= Work to be completed =
For each line of the data below that holds "horse", copy the line.

= Information shown =
== == ==

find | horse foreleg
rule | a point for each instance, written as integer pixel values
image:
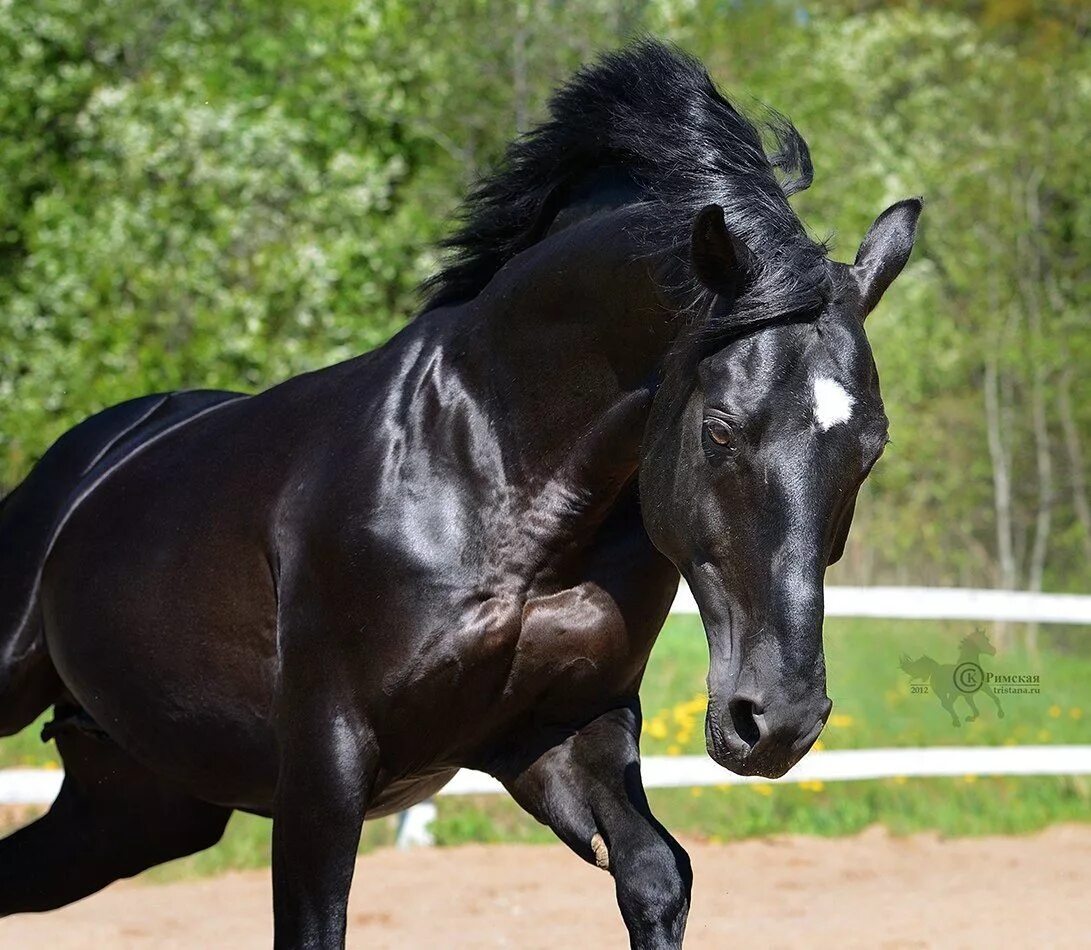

== == ==

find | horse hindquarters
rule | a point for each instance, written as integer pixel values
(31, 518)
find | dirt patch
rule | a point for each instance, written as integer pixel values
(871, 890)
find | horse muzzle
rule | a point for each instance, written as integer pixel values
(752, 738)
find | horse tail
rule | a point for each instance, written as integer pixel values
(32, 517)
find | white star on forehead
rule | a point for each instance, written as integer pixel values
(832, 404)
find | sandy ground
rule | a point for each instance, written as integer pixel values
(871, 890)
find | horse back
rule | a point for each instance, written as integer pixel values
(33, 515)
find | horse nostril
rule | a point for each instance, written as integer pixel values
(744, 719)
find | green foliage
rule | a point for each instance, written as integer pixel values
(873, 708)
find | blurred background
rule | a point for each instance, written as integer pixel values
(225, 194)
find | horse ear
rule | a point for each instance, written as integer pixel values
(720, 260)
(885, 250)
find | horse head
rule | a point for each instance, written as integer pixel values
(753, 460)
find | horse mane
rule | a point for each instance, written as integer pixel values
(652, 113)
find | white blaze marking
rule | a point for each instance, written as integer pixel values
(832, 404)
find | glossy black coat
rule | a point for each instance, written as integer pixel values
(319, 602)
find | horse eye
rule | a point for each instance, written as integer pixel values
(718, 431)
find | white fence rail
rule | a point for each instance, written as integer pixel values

== == ==

= Answer box =
find | horse foreleg
find | horse hindquarters
find | horse muzzle
find | horse tail
find | horse back
find | horse nostril
find | horse ear
find | horse head
find | horse mane
find | horse eye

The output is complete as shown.